(WORK TO DO):
Collect every line in the items below that contains the string "meat".
** Begin RECORDED INFORMATION **
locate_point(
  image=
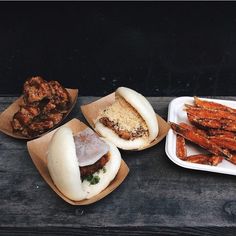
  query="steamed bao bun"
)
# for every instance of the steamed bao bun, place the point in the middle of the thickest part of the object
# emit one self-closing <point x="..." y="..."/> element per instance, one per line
<point x="144" y="110"/>
<point x="64" y="169"/>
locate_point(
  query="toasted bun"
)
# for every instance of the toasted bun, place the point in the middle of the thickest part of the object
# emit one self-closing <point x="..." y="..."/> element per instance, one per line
<point x="144" y="108"/>
<point x="64" y="169"/>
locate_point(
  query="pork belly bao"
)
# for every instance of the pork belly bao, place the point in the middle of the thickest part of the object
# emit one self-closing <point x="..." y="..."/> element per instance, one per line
<point x="130" y="122"/>
<point x="83" y="165"/>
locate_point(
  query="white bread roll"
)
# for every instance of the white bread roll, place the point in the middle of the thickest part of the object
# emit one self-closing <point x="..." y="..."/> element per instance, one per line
<point x="144" y="109"/>
<point x="64" y="169"/>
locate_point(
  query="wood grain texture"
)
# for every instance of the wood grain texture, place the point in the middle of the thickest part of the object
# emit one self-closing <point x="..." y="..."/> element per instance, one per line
<point x="157" y="196"/>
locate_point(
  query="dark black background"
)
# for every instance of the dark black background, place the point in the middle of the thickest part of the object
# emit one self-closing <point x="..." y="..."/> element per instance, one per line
<point x="157" y="48"/>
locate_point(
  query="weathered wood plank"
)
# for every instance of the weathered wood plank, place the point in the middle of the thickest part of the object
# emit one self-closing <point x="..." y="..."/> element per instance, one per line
<point x="157" y="195"/>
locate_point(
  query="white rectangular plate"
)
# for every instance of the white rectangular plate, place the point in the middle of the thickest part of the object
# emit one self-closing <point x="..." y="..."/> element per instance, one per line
<point x="177" y="114"/>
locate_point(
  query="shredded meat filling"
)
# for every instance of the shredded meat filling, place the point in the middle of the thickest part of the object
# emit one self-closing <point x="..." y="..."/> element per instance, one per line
<point x="139" y="132"/>
<point x="91" y="169"/>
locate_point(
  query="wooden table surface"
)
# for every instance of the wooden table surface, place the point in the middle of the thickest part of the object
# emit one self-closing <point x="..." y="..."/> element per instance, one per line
<point x="156" y="197"/>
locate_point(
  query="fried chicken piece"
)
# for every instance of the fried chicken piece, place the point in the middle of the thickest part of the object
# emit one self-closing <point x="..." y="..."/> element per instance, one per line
<point x="48" y="107"/>
<point x="55" y="117"/>
<point x="35" y="90"/>
<point x="24" y="117"/>
<point x="88" y="170"/>
<point x="60" y="96"/>
<point x="38" y="127"/>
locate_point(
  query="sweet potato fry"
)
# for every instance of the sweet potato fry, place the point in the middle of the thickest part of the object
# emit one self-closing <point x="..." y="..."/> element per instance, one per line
<point x="224" y="142"/>
<point x="203" y="113"/>
<point x="228" y="125"/>
<point x="212" y="105"/>
<point x="216" y="132"/>
<point x="206" y="159"/>
<point x="200" y="140"/>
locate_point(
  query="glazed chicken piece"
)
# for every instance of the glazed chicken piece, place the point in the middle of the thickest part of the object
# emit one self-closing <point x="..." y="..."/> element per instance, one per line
<point x="55" y="117"/>
<point x="60" y="96"/>
<point x="36" y="89"/>
<point x="38" y="127"/>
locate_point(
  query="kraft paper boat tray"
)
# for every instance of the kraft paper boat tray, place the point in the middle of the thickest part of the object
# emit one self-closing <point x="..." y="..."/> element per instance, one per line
<point x="38" y="151"/>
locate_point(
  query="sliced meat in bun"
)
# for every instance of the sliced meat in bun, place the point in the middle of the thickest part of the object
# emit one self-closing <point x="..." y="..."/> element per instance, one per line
<point x="81" y="166"/>
<point x="130" y="122"/>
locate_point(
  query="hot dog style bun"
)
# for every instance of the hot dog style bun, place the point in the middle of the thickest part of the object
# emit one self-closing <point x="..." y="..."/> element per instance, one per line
<point x="129" y="123"/>
<point x="64" y="166"/>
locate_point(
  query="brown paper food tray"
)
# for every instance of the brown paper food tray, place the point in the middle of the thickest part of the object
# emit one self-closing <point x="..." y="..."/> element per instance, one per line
<point x="91" y="112"/>
<point x="7" y="115"/>
<point x="38" y="150"/>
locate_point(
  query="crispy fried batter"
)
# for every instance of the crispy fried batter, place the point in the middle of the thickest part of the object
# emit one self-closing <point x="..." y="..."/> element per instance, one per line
<point x="35" y="90"/>
<point x="60" y="96"/>
<point x="45" y="104"/>
<point x="24" y="116"/>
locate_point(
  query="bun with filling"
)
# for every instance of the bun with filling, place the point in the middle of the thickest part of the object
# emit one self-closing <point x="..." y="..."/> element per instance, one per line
<point x="83" y="165"/>
<point x="130" y="122"/>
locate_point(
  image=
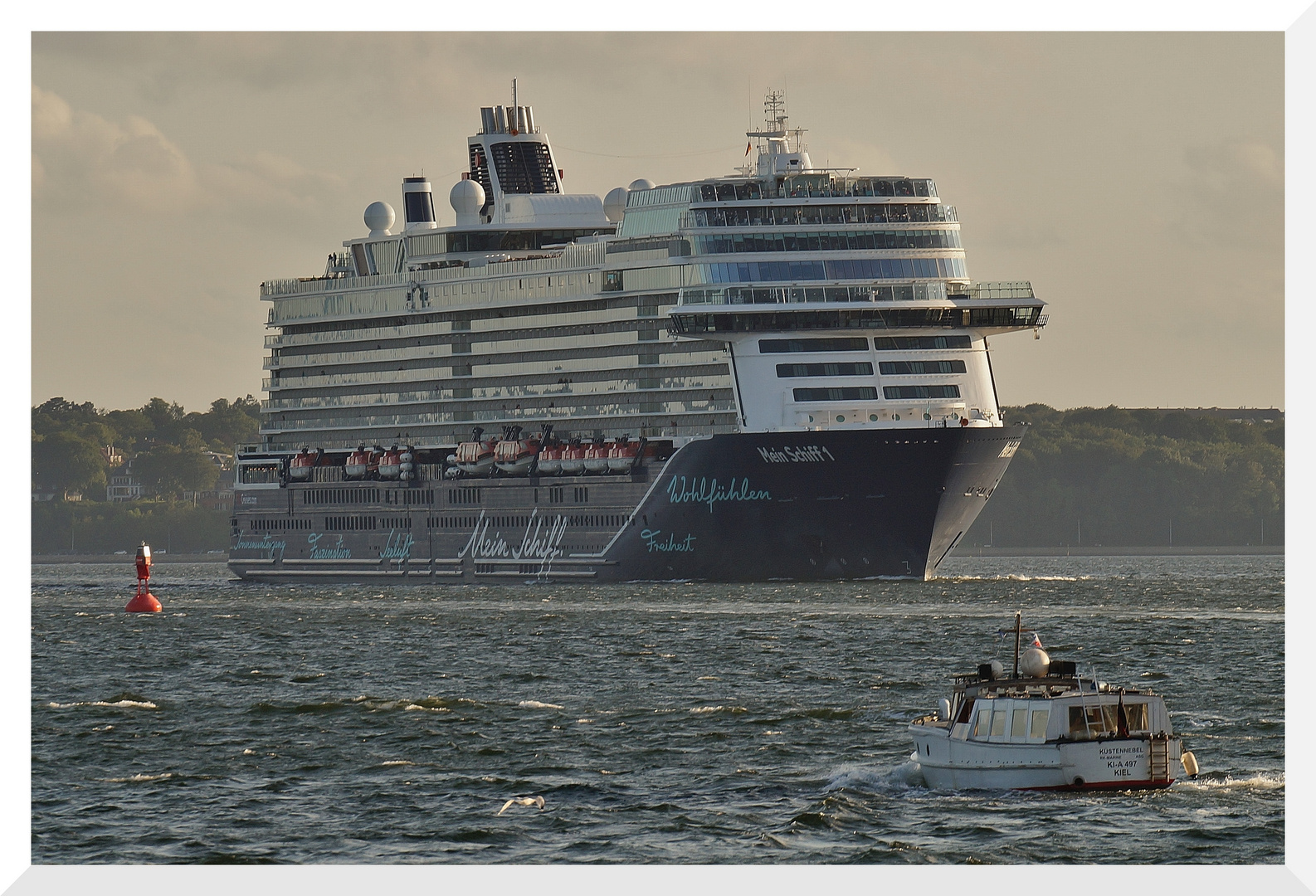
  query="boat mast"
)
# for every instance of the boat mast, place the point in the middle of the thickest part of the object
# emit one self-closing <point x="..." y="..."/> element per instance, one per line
<point x="1019" y="619"/>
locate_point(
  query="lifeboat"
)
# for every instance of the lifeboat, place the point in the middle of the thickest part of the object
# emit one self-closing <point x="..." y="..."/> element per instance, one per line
<point x="550" y="460"/>
<point x="301" y="465"/>
<point x="357" y="464"/>
<point x="391" y="464"/>
<point x="572" y="458"/>
<point x="514" y="454"/>
<point x="597" y="457"/>
<point x="475" y="458"/>
<point x="373" y="462"/>
<point x="622" y="455"/>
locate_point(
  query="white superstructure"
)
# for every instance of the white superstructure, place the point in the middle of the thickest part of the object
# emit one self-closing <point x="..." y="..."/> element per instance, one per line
<point x="785" y="298"/>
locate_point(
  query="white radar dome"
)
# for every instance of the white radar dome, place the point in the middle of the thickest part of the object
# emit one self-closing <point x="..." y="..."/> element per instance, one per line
<point x="1033" y="662"/>
<point x="615" y="204"/>
<point x="379" y="217"/>
<point x="467" y="197"/>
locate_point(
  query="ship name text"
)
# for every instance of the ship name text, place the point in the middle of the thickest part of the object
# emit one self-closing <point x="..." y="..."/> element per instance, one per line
<point x="802" y="454"/>
<point x="543" y="540"/>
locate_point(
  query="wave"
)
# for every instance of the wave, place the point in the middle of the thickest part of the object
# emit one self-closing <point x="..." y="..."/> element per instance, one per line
<point x="1261" y="781"/>
<point x="905" y="775"/>
<point x="137" y="779"/>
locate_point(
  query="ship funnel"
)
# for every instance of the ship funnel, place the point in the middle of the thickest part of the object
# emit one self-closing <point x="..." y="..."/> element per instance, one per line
<point x="419" y="204"/>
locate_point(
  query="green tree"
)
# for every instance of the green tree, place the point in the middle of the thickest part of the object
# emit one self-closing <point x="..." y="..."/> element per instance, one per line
<point x="168" y="470"/>
<point x="63" y="460"/>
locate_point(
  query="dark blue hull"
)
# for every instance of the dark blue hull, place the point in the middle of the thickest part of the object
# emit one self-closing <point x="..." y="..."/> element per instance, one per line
<point x="749" y="507"/>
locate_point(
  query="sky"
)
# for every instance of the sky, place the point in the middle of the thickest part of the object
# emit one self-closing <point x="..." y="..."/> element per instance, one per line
<point x="1136" y="179"/>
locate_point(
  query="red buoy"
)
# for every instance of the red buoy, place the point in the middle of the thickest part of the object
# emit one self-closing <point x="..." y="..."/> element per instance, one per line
<point x="144" y="601"/>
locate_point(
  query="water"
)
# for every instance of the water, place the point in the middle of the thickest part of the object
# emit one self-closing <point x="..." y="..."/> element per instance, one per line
<point x="660" y="723"/>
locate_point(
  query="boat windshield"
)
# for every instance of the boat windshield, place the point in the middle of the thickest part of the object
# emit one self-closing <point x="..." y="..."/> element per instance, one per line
<point x="1104" y="720"/>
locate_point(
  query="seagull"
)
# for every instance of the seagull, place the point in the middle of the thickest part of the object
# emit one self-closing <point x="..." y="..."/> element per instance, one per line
<point x="521" y="801"/>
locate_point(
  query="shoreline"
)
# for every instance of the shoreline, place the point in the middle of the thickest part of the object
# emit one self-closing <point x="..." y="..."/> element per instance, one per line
<point x="1236" y="550"/>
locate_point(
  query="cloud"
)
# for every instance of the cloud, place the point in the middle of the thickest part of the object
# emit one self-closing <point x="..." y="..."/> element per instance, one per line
<point x="82" y="159"/>
<point x="1232" y="197"/>
<point x="83" y="162"/>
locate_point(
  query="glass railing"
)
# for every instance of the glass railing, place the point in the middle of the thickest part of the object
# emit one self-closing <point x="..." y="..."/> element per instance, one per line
<point x="875" y="292"/>
<point x="1003" y="290"/>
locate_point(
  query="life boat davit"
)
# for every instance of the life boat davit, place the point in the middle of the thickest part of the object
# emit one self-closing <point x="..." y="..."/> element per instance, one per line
<point x="514" y="454"/>
<point x="475" y="458"/>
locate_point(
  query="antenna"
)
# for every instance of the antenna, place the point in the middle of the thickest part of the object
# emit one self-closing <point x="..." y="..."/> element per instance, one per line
<point x="1019" y="617"/>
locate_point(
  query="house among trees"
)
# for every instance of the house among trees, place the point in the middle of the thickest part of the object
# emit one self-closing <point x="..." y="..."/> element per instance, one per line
<point x="123" y="485"/>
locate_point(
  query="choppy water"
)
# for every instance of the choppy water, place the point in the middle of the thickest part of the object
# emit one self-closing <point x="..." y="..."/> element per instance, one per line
<point x="660" y="723"/>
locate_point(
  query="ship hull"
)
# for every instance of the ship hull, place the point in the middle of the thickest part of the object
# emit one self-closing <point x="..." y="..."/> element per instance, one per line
<point x="748" y="507"/>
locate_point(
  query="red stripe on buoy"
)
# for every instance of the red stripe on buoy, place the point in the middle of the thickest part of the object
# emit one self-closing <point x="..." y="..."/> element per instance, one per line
<point x="144" y="601"/>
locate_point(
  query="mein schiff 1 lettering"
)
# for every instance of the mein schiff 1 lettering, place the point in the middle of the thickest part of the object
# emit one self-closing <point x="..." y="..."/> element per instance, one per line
<point x="781" y="374"/>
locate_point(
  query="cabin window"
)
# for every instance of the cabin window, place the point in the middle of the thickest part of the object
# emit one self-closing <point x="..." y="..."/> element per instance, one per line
<point x="1098" y="720"/>
<point x="1138" y="716"/>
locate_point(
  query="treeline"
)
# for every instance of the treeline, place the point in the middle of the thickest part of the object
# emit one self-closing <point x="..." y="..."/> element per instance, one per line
<point x="1109" y="476"/>
<point x="1089" y="476"/>
<point x="168" y="448"/>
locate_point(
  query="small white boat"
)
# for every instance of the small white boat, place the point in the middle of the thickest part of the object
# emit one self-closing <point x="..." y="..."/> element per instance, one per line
<point x="1045" y="727"/>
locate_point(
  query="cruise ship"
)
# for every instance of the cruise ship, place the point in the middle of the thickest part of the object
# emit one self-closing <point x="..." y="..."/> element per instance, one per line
<point x="781" y="374"/>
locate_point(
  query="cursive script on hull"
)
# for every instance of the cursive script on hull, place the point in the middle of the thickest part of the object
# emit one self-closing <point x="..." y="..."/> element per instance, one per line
<point x="265" y="545"/>
<point x="803" y="454"/>
<point x="541" y="540"/>
<point x="655" y="541"/>
<point x="683" y="489"/>
<point x="329" y="552"/>
<point x="397" y="548"/>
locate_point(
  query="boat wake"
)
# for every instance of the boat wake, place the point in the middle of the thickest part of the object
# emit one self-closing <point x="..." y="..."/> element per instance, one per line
<point x="1262" y="781"/>
<point x="904" y="777"/>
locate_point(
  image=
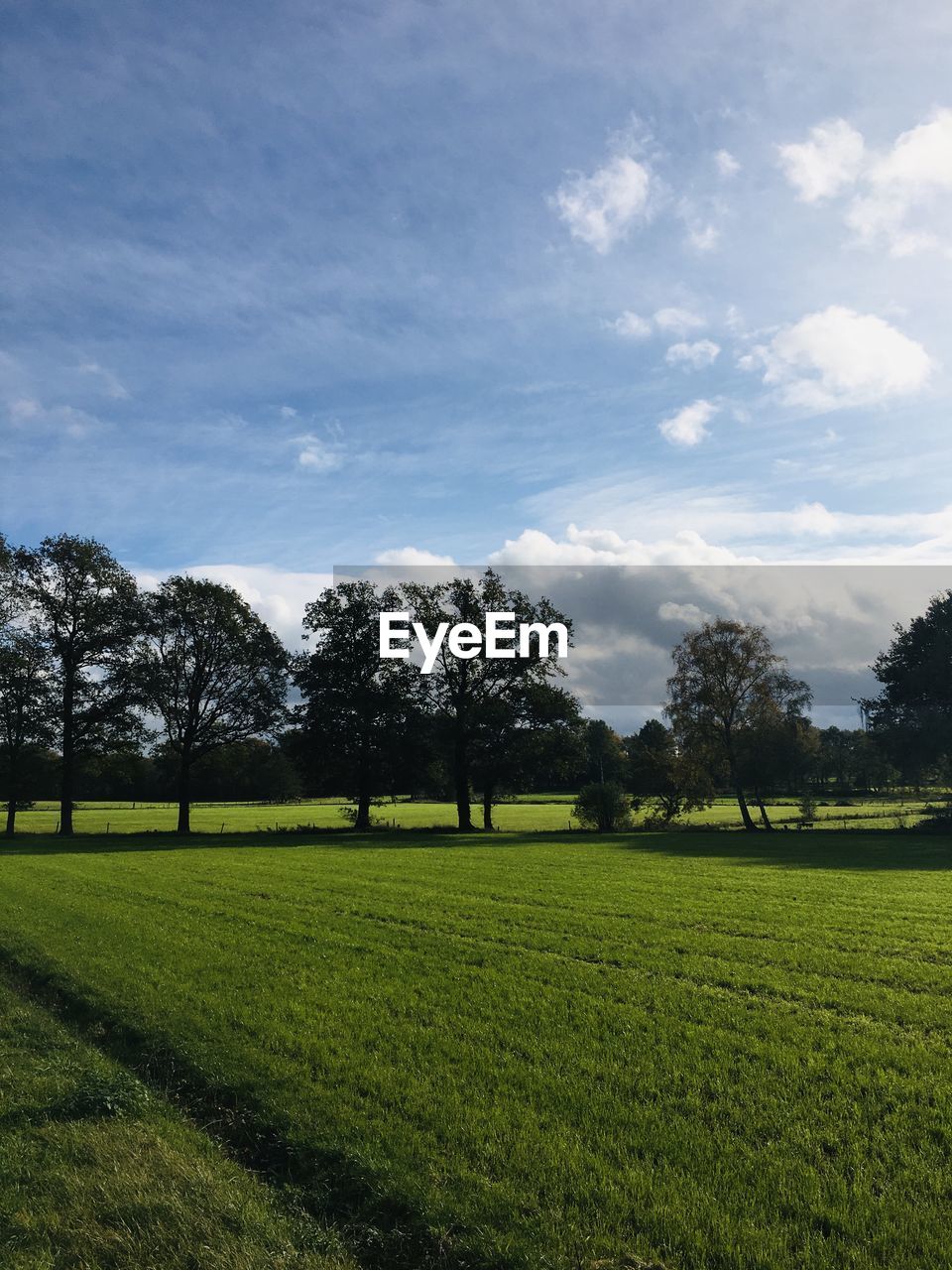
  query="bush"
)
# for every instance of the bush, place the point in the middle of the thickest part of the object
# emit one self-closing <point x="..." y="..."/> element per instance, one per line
<point x="603" y="807"/>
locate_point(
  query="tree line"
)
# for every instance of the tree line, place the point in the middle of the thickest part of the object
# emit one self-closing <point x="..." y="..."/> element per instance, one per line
<point x="184" y="691"/>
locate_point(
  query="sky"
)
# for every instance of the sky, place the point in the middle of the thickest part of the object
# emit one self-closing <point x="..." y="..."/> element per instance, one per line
<point x="287" y="286"/>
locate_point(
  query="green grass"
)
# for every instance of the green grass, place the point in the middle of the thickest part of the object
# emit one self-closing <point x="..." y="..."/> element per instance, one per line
<point x="542" y="813"/>
<point x="725" y="1052"/>
<point x="99" y="1175"/>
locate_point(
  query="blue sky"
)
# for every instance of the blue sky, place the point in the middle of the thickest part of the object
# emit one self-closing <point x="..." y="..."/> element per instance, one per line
<point x="295" y="285"/>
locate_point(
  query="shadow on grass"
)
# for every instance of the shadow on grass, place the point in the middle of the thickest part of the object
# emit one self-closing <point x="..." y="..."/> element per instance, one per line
<point x="817" y="848"/>
<point x="380" y="1229"/>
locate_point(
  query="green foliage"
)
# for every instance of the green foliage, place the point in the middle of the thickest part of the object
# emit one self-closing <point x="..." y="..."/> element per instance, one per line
<point x="361" y="719"/>
<point x="480" y="705"/>
<point x="209" y="670"/>
<point x="85" y="610"/>
<point x="735" y="710"/>
<point x="603" y="806"/>
<point x="912" y="714"/>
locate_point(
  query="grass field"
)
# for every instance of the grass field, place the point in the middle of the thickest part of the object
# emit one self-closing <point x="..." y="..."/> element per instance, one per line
<point x="95" y="1171"/>
<point x="692" y="1051"/>
<point x="544" y="813"/>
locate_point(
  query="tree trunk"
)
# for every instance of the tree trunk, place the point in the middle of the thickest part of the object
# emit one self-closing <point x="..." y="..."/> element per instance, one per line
<point x="744" y="810"/>
<point x="184" y="825"/>
<point x="488" y="808"/>
<point x="461" y="779"/>
<point x="763" y="811"/>
<point x="362" y="821"/>
<point x="67" y="769"/>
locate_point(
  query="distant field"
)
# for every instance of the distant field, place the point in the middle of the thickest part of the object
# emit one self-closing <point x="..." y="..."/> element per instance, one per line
<point x="724" y="1052"/>
<point x="527" y="813"/>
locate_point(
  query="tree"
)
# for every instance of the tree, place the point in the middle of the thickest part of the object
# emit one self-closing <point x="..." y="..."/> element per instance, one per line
<point x="604" y="753"/>
<point x="27" y="706"/>
<point x="521" y="734"/>
<point x="912" y="712"/>
<point x="85" y="608"/>
<point x="670" y="781"/>
<point x="603" y="806"/>
<point x="463" y="693"/>
<point x="361" y="714"/>
<point x="209" y="670"/>
<point x="728" y="693"/>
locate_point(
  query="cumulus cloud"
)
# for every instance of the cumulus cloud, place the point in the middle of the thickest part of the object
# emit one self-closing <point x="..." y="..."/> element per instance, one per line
<point x="726" y="164"/>
<point x="901" y="197"/>
<point x="688" y="427"/>
<point x="412" y="557"/>
<point x="316" y="454"/>
<point x="676" y="321"/>
<point x="629" y="325"/>
<point x="688" y="615"/>
<point x="703" y="238"/>
<point x="602" y="208"/>
<point x="111" y="385"/>
<point x="276" y="594"/>
<point x="838" y="358"/>
<point x="697" y="356"/>
<point x="669" y="321"/>
<point x="821" y="167"/>
<point x="909" y="180"/>
<point x="28" y="412"/>
<point x="606" y="547"/>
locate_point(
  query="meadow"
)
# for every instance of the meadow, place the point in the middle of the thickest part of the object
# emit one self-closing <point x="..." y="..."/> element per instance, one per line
<point x="524" y="815"/>
<point x="688" y="1051"/>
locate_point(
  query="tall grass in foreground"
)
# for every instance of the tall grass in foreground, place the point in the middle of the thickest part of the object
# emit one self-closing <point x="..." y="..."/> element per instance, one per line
<point x="726" y="1052"/>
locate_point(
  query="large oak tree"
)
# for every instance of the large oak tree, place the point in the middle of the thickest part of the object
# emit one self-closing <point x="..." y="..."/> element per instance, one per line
<point x="729" y="697"/>
<point x="209" y="670"/>
<point x="85" y="607"/>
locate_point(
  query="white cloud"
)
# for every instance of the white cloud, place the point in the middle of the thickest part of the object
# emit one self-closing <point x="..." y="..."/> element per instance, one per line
** End RECORDED INFORMATION **
(THE ANSWER):
  query="shredded meat filling"
# for every instance of the shredded meat filling, place the point in the middle of the thickest part of the object
  query="sliced meat in bun"
# for every instance of the sliced meat in bun, place the point in the middle of the thickest part of the object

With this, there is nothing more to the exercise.